- _Zadanie do wykonania_: Czy możesz powtórzyć wszystkie poniższe wpisy linijka po linijce, bez żadnych zmian?

- _Dane wejściowe_:
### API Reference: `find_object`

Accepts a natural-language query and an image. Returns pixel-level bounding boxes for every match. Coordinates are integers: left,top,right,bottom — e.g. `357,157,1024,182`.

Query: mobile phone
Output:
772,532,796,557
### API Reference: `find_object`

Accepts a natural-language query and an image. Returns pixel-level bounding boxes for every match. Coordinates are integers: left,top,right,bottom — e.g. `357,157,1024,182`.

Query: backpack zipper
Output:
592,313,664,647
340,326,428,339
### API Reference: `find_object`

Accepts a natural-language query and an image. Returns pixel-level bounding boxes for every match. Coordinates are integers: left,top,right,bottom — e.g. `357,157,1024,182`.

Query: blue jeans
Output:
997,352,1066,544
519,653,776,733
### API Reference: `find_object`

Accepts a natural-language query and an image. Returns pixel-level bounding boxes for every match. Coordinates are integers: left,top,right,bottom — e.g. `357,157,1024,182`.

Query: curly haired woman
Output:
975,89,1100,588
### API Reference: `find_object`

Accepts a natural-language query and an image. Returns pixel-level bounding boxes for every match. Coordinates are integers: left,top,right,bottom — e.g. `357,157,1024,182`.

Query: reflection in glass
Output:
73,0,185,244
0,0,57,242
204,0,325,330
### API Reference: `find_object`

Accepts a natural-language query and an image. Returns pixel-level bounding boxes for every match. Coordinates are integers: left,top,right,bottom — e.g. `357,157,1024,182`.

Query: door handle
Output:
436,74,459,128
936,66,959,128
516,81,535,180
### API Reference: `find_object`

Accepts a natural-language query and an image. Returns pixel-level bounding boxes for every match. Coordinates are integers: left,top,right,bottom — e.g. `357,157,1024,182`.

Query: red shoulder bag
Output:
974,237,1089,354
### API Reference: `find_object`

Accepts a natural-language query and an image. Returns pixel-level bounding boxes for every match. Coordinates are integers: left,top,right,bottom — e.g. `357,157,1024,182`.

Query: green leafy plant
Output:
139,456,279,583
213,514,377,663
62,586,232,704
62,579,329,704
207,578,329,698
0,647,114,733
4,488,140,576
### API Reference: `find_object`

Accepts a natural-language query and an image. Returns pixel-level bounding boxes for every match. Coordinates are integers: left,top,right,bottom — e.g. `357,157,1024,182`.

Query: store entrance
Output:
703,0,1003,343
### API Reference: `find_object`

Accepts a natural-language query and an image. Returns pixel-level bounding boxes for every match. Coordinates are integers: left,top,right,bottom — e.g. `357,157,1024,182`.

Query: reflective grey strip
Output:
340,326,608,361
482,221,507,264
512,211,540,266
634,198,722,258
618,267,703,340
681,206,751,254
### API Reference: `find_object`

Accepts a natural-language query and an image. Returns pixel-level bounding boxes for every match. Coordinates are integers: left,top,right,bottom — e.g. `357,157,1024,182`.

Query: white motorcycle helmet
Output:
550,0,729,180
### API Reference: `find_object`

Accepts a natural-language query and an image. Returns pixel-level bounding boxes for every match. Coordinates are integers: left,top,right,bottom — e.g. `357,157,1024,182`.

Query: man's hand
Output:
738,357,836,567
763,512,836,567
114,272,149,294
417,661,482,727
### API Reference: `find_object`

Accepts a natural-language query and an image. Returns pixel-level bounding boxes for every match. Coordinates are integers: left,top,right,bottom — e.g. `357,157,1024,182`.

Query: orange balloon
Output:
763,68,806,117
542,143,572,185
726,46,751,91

- _Wynik_:
### API Reference: `find_object`

Accepts a natural-language query and an image. Returns pixel-level bounding boxes for every match. Coordinates are integers: left,top,right,bottom — e.g. `357,157,1024,182`.

Query: mobile phone
Output:
772,532,796,557
### API Reference: `find_object`

Accepts a natural-language query and an image. Returns pixel-level bounding boxes for every match. Coordinates are integers: left,top,right,bottom — e.g. `357,157,1024,182`.

Query: backpack zipper
Output:
592,313,664,647
340,326,428,339
### API Reference: `find_object`

Accepts a natural-language query and an image. Returns pixel-level bounding boxes for every match. Coordinates are integers: left,top,right,bottom — e.g. `357,157,1024,182`.

Query: blue jeans
Output:
997,352,1066,544
519,653,776,733
### API Reference: `find_object`

Accepts a natural-language query and an image. Returns pixel-level bounding boxes for every match. Coordinates are integers: left,top,right,bottom — e.g. `357,157,1024,182`.

Query: curly haired woman
Output:
975,89,1100,588
### API Reference: `find_object`

Accepts a natural-language query and an image. Returns pixel-level bounding boxes for every match. Coordinates are integers: left,top,right,bottom — e.g. `357,157,1024,182`.

Query: reflection in glass
Output:
73,0,185,244
0,0,57,242
204,0,325,330
### API Reference: `find_object`

Accepts a natural-language query and an image. Returns pixel-level bounding boxes for every match. Coordinates are integers: left,top,right,bottom — e.g. `357,157,1024,182`.

Query: door handle
Output:
436,74,459,128
936,66,959,128
516,81,535,180
### API Reference: `find_object`

Accepts a natural-language query and an image. Returns pixel-level bounding boxes for every match. Coordinates are integers: left,top,right,bottom — e.g. `357,157,1024,182`.

Query: red shoulder bag
Output:
974,237,1089,354
### API Reference: `find_object`

Accepts a natural-language query and an image. Returns pixel-level bounding boxes for every match. Coordinates are integers: left,top,right,bottom — e.g. `357,157,1024,182`.

Query: green leafy plant
Output:
139,456,279,583
213,514,377,663
62,586,232,704
62,579,329,704
207,578,329,698
0,647,114,733
4,488,140,576
### API Reference: `find_object`

Accepts a natural-language query and an image. Returns pixel-level bounding boxes for every match. Coordinates are integers: left,top,right,bottom — e.g. `357,157,1024,182`.

Query: store entrance
Output:
703,0,1003,343
### API Reference: `find_object`

Accepts a natural-language query and an image. Returns pixel-level bounding boxes for every match. Coordinates are integers: left,top,right,bottom — e.g. `357,157,1024,182`.

Query: reflective grey strip
Output:
340,326,608,361
482,221,507,264
512,211,540,266
634,198,722,258
618,267,703,340
681,206,751,254
### API Reference: `find_object`

Accepts a natural-language query and an image. Returns pixel-level bounding boxes for every match. Coordinates are integers: left,top,right,bottom — e.g. `357,157,1024,182`.

Query: white motorcycle helmet
Output:
550,0,729,180
### API Reference: `find_object`

Accepts a natural-language query and an image. Returns pixel-level bounding boxes for every match. Coordinates are integers: left,top,right,bottom — e.g. `357,157,1024,182`.

Query: man's hand
Output:
738,357,836,567
763,512,836,567
114,272,149,294
417,661,482,727
### API Reference: `find_object`

Accepts a natural-language query and an image. Returns pixel-level bounding boxes for every match. Coordinates are integers: left,top,right,bottom — e.g. `357,157,1024,182`.

Query: orange balloon
Output:
763,68,806,117
542,143,572,185
726,46,751,91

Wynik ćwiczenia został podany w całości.